▶ [Activity]:
Please repeat the lines below, exactly and only, from the one that holds "point per instance: eyebrow" through the one that holds "point per instance: white guitar".

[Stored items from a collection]
>>>>>

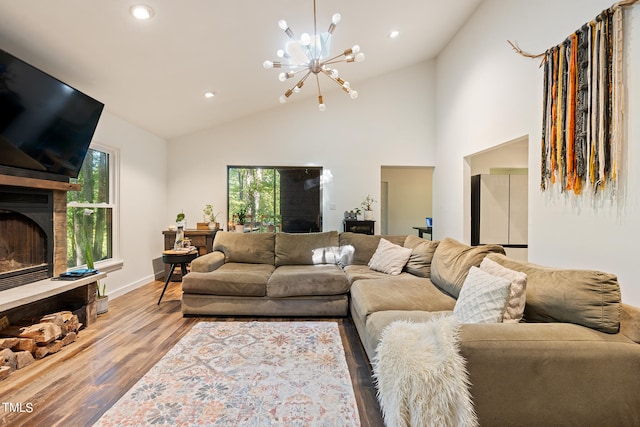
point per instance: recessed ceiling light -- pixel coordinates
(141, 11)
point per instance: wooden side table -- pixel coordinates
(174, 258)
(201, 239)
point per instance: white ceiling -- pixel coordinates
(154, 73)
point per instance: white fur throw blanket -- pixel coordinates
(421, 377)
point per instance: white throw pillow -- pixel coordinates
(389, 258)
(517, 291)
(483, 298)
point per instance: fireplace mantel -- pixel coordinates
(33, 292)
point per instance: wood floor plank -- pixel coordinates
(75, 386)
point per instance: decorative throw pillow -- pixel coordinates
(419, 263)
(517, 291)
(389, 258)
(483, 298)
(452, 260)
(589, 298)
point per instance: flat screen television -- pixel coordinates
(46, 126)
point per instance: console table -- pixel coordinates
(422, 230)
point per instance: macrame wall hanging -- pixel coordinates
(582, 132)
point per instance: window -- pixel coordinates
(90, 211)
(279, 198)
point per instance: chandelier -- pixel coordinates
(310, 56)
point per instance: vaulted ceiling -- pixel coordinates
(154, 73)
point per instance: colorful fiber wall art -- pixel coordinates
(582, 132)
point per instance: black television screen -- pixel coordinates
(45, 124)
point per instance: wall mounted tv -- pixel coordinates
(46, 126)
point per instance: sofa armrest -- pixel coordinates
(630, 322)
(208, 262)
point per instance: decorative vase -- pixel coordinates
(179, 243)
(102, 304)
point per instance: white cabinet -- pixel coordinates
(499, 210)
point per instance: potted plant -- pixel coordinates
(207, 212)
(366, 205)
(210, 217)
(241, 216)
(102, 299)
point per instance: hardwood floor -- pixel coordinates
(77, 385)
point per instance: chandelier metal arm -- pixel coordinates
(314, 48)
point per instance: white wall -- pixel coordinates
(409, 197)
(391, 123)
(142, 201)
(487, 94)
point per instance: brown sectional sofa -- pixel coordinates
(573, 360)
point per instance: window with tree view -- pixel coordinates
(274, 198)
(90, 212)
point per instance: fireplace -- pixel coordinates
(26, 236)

<<<<<
>>>>>

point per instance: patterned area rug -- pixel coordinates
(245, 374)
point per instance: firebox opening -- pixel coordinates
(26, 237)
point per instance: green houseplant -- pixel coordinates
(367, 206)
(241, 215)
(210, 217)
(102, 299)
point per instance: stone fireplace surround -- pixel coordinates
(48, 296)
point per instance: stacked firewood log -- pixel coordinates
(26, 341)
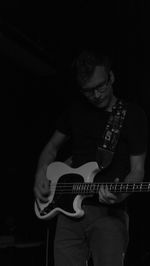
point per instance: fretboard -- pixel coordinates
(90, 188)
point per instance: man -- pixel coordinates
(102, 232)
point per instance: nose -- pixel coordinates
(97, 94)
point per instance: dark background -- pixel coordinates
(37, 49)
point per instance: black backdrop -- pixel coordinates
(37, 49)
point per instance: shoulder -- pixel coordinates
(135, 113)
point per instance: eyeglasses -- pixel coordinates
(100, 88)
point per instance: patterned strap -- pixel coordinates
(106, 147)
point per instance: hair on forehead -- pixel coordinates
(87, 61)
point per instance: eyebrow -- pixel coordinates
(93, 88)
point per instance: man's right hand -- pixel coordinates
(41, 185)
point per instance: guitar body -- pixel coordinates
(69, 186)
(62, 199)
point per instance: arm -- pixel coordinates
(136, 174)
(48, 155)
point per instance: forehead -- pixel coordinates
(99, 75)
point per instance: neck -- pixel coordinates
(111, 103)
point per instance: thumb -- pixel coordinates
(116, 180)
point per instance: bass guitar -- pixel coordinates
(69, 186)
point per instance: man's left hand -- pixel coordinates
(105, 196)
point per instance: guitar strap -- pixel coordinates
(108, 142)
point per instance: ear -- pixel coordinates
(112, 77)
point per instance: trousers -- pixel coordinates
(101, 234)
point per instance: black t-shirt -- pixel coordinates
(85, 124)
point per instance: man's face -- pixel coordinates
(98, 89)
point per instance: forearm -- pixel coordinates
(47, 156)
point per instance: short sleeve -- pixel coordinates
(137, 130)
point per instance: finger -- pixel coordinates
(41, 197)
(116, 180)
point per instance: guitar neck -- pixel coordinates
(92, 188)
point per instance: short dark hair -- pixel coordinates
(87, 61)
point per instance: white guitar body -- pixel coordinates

<<<<<

▶ [Response area]:
point per instance: eyebrow -- pixel coordinates
(93, 88)
point per instance: man's right hand -- pixel coordinates
(41, 185)
point per instance: guitar body -- pixel coordinates
(69, 186)
(62, 199)
point per instance: arm -- pixel coordinates
(136, 174)
(48, 155)
point per instance: forehead -- pixel coordinates
(99, 75)
point per instance: neck -- pixel coordinates
(111, 103)
point per instance: thumb -- pixel coordinates
(116, 180)
point per instance: bass guitar -- pixel coordinates
(69, 186)
point per instance: man's left hand -- pixel coordinates
(105, 196)
point per instance: guitar strap -- pixel coordinates
(108, 142)
point per instance: ear -- pixel coordinates
(112, 77)
point per instance: trousers -- pixel coordinates
(101, 234)
point per instance: black t-shirt -- pixel coordinates
(85, 124)
point per instance: man's face -- pixel coordinates
(98, 89)
point per instance: forearm -- pixel coordinates
(47, 156)
point per instance: short sleeve -- pixel coordinates
(137, 130)
point per instance: finger -- pixel coordinates
(41, 197)
(116, 180)
point per instance: guitar neck -- pixel coordinates
(92, 188)
point per instance: short dark hair -- pixel coordinates
(87, 61)
point per instance: white guitar body -- pixel coordinates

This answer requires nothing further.